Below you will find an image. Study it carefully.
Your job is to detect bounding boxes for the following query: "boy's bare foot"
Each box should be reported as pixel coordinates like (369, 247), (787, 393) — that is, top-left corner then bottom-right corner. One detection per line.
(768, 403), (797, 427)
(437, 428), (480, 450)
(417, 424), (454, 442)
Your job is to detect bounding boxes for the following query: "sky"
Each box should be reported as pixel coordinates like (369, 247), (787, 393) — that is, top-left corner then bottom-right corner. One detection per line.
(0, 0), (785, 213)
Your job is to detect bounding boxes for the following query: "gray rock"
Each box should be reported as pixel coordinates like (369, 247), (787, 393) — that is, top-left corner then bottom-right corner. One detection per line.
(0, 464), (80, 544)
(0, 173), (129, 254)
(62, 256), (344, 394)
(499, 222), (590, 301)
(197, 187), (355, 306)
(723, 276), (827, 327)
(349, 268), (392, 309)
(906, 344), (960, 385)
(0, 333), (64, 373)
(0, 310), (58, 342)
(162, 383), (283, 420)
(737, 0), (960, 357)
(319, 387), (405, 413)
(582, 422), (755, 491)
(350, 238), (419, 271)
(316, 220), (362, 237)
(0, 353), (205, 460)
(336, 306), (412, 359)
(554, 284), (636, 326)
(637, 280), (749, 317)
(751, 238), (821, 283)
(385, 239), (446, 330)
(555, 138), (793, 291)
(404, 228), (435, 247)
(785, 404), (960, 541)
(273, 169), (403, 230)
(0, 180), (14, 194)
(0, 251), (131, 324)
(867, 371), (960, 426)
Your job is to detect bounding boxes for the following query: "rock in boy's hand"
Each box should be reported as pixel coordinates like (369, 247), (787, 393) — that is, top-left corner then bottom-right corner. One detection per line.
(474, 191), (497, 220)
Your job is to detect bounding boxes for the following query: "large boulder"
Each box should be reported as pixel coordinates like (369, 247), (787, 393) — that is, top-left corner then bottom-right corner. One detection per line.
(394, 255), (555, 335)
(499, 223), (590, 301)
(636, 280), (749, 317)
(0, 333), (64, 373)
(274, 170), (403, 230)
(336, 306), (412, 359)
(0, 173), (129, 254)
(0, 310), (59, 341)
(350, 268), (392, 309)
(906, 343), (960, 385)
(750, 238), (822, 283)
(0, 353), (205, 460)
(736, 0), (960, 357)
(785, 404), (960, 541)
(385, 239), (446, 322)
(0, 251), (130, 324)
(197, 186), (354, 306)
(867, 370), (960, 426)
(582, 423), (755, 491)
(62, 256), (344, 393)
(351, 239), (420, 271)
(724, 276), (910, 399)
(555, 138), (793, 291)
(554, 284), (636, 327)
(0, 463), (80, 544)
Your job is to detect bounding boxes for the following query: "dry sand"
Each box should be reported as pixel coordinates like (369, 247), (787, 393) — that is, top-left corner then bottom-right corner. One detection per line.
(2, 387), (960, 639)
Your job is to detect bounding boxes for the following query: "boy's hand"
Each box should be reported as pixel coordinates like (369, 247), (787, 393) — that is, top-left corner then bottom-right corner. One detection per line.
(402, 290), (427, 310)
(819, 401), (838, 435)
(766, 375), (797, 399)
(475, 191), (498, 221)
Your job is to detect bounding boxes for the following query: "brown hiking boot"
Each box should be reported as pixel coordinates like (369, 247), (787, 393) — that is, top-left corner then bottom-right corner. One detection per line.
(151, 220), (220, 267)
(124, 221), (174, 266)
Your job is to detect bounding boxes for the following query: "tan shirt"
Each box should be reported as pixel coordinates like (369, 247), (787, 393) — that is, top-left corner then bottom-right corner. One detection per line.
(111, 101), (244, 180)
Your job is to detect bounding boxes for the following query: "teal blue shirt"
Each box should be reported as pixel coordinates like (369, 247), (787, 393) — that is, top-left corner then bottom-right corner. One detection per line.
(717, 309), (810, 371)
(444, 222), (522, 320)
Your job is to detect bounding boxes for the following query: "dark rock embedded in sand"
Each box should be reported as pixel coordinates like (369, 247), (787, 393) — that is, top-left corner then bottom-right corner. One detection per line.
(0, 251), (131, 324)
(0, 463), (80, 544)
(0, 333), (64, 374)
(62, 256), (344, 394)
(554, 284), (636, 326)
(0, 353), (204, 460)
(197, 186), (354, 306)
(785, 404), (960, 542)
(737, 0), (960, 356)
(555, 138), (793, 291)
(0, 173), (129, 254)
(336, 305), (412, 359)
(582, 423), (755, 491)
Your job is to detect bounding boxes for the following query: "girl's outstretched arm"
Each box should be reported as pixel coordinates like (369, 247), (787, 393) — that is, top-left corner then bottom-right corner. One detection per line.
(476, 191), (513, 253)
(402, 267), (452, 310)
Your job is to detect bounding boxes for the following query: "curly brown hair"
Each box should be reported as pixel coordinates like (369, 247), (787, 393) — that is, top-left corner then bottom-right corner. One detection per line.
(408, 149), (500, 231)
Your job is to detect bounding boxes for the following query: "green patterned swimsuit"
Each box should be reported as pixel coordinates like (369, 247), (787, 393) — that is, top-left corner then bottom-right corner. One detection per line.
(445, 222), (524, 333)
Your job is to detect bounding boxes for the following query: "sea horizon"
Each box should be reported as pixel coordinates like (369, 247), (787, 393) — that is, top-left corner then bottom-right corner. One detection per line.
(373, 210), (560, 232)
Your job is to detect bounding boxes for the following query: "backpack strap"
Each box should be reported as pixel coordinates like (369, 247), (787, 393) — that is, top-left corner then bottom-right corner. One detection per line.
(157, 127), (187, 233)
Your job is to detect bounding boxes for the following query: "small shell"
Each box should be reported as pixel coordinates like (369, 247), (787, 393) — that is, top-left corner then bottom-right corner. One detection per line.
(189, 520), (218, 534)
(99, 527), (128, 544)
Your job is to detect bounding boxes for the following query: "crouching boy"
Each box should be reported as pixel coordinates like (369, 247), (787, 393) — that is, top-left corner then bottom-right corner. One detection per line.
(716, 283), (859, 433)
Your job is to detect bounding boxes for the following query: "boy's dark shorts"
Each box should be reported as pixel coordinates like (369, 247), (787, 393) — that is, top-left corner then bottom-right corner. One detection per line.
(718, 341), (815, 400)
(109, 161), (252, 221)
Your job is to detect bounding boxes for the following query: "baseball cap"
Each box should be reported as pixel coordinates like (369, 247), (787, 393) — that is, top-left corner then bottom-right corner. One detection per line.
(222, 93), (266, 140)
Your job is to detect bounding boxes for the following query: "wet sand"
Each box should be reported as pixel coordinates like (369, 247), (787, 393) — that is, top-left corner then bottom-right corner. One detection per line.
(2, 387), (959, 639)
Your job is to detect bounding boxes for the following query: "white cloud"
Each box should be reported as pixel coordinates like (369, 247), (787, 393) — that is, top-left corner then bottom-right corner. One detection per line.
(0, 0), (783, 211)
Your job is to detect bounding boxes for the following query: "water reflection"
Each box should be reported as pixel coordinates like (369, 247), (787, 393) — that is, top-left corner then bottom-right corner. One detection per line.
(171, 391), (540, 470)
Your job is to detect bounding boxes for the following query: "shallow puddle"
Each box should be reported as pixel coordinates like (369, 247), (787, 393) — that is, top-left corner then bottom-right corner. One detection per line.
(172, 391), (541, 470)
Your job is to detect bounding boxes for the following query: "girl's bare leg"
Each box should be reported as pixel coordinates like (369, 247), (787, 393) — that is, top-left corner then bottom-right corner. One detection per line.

────────

:: Directions ::
Output each line of the data exactly as it stands above.

:: Response below ::
Below you will find an image. Study it carefully.
Your job is to detect bounding boxes for the following query: "boy's bare foot"
Each box should be reported as pixel coordinates like (369, 247), (787, 393) — that is, top-left corner then bottom-right corner. One detection per line.
(768, 403), (797, 427)
(437, 428), (480, 450)
(417, 424), (454, 442)
Your job is to detect bounding boxes for the following query: "sky"
Each box should be reported as pixel coordinates like (369, 247), (787, 393) — that is, top-left corner then bottom-right corner. One detection per line.
(0, 0), (785, 213)
Your job is to detect bounding boxes for the following query: "gray rock"
Each box should be reported as pixel coordinates like (369, 247), (787, 393) — that is, top-left corner then bottom-right corner. One detection per line.
(0, 464), (80, 544)
(0, 173), (129, 254)
(62, 256), (344, 394)
(499, 222), (590, 301)
(197, 187), (355, 306)
(723, 276), (827, 327)
(349, 268), (392, 309)
(906, 344), (960, 385)
(0, 333), (64, 373)
(0, 310), (58, 342)
(162, 383), (283, 420)
(737, 0), (960, 357)
(319, 387), (405, 413)
(582, 422), (755, 491)
(350, 238), (419, 271)
(316, 220), (362, 237)
(0, 353), (205, 460)
(336, 306), (412, 359)
(554, 284), (636, 326)
(637, 280), (749, 317)
(751, 238), (821, 283)
(385, 239), (446, 330)
(555, 138), (793, 291)
(404, 228), (435, 247)
(785, 404), (960, 541)
(273, 169), (403, 230)
(0, 180), (14, 194)
(0, 251), (131, 324)
(867, 371), (960, 426)
Your job is to detect bounding boxes for the following query: "rock in boy's hand"
Each box should be reported as pixel coordinates like (369, 247), (787, 393) — that is, top-left corner then bottom-right corner. One detection per line.
(474, 191), (497, 220)
Your job is to detect bounding boxes for the following query: "large boulder"
Each box should be reported as pixel coordinates like (369, 247), (787, 393) — that is, top-left corner then bottom-right corner. One detection per line.
(394, 255), (555, 335)
(499, 223), (590, 301)
(636, 280), (749, 317)
(0, 333), (64, 373)
(274, 170), (403, 230)
(336, 306), (412, 359)
(0, 173), (129, 254)
(0, 310), (59, 341)
(350, 268), (392, 309)
(906, 343), (960, 385)
(750, 238), (822, 283)
(0, 353), (205, 460)
(736, 0), (960, 357)
(785, 404), (960, 541)
(385, 239), (446, 322)
(0, 251), (130, 324)
(197, 186), (354, 306)
(867, 370), (960, 426)
(582, 423), (755, 491)
(62, 256), (344, 393)
(351, 239), (420, 271)
(724, 276), (910, 399)
(555, 138), (793, 291)
(554, 284), (636, 327)
(0, 463), (80, 544)
Your job is to detect bounding boxes for the following query: "dry sand"
Each box should be reported as pixel coordinates like (369, 247), (787, 393) — that is, top-left corner then bottom-right corner. One detection per line.
(2, 387), (960, 639)
Your job is to detect bounding boxes for the following query: "boy's hand"
Each box should be reported as pixel coordinates like (369, 247), (787, 393) — that is, top-left corner then bottom-right corner. One detection per line.
(402, 290), (427, 310)
(819, 401), (838, 435)
(766, 375), (797, 399)
(475, 191), (498, 221)
Your job is to detect bounding boxes for the following query: "brown hiking boot"
Each box should be reported as pixel coordinates like (369, 247), (787, 393) — that is, top-left corner then bottom-right corner. One detection per line.
(151, 220), (220, 267)
(124, 221), (174, 266)
Your job is to detect bounding boxes for the following query: "tan shirt"
Each box should be reported as pixel coordinates like (369, 247), (787, 393) — that is, top-left corner then bottom-right corner. One detection per line.
(111, 101), (244, 180)
Your job is to detect bounding boxes for the following query: "teal blue shirt"
Each box should be reported as pixel coordinates like (369, 247), (787, 393) — that is, top-left corner then bottom-right corner. One detection per line.
(717, 309), (810, 371)
(444, 222), (522, 320)
Your job is to detect bounding boxes for the following query: "dark rock embedded in sand"
Each box should be reported as pixel coordinates like (369, 247), (787, 393) — that is, top-left corner then bottom-right corner. One detection per line.
(0, 251), (131, 324)
(0, 463), (80, 544)
(0, 333), (64, 374)
(62, 256), (344, 394)
(554, 284), (636, 326)
(0, 353), (204, 460)
(197, 186), (354, 306)
(785, 404), (960, 542)
(737, 0), (960, 356)
(555, 138), (793, 291)
(0, 173), (129, 254)
(336, 305), (412, 359)
(582, 423), (755, 491)
Your job is to detect bounding boxes for the following query: "girl's outstretched arm"
Each box should be reported as pixel coordinates like (369, 247), (787, 393) — that is, top-left corner then bottom-right corner. One detection per line.
(476, 191), (513, 253)
(402, 267), (452, 310)
Your job is to detect bounding boxes for the following query: "curly brown hair"
Each box should be reported as pixel coordinates like (369, 247), (787, 393) — that is, top-left corner then bottom-right corner. One detection per line.
(408, 149), (500, 231)
Your job is to detect bounding boxes for the following query: "green patterned swimsuit"
Each box should be reported as pixel coordinates like (369, 247), (787, 393) — that is, top-left corner then bottom-right corner. One detection per line.
(445, 222), (524, 333)
Your job is to detect bounding boxes for the following query: "sea horizon"
Each box should be reported as pixel coordinates like (369, 247), (787, 393) — that is, top-left corner then bottom-right corner. One detection per line.
(373, 210), (560, 232)
Your job is to detect bounding boxes for the following query: "backpack strap"
Each box should be reported as pixel coordinates like (369, 247), (787, 393) — that is, top-left corner then bottom-right corner. One detection per line.
(157, 127), (187, 233)
Your job is to detect bounding boxes for the following query: "small shell"
Each box should be reported as pixel coordinates like (369, 247), (787, 393) — that is, top-left corner then bottom-right corner. One detection per line.
(189, 520), (218, 534)
(99, 527), (128, 544)
Your job is to detect bounding boxes for the following query: "crouching boy"
Each box should be reported as pixel coordinates like (369, 247), (787, 393) — that is, top-left corner then bottom-right corner. One detection per line.
(716, 283), (859, 433)
Your job is to detect bounding boxes for the following query: "boy's dark shorts"
Each box should be reported as pixel coordinates like (369, 247), (787, 393) — that is, top-left corner then bottom-right corner. One detection per line.
(718, 341), (815, 400)
(109, 161), (252, 221)
Your job is to detect bounding boxes for the following query: "baseball cap"
Each box should be reported as pixel coordinates like (369, 247), (787, 393) — that is, top-left corner then bottom-right corner. One detection per line.
(222, 93), (266, 140)
Your job is to detect bounding boxes for the following query: "wet sand"
Each box should be reported as pixel coordinates like (369, 247), (787, 393) — that is, top-left corner then bottom-right corner. One detection per line.
(2, 387), (959, 639)
Your job is to detect bounding boxes for the following query: "white cloud"
Each box should be reported as pixel coordinates like (369, 247), (787, 393) — that is, top-left corner then bottom-right corner. One detection per line.
(0, 0), (783, 211)
Your job is to detect bounding boxes for the following query: "water reflection"
Each box should be reported as pixel coordinates like (369, 247), (787, 393) — that is, top-left corner then bottom-right corner. One detection per line.
(171, 391), (540, 470)
Your job is to detect bounding boxes for the following query: "shallow puddle"
Each box should be reported as pixel coordinates like (369, 247), (787, 393) — that is, top-left corner then bottom-right corner. One detection per line.
(172, 391), (541, 470)
Your job is to detect bounding boxes for the following query: "girl's bare leg"
Each box should be reported as pixel coordinates like (369, 247), (787, 393) — that is, top-left corner then bottom-right corner. One detection per line.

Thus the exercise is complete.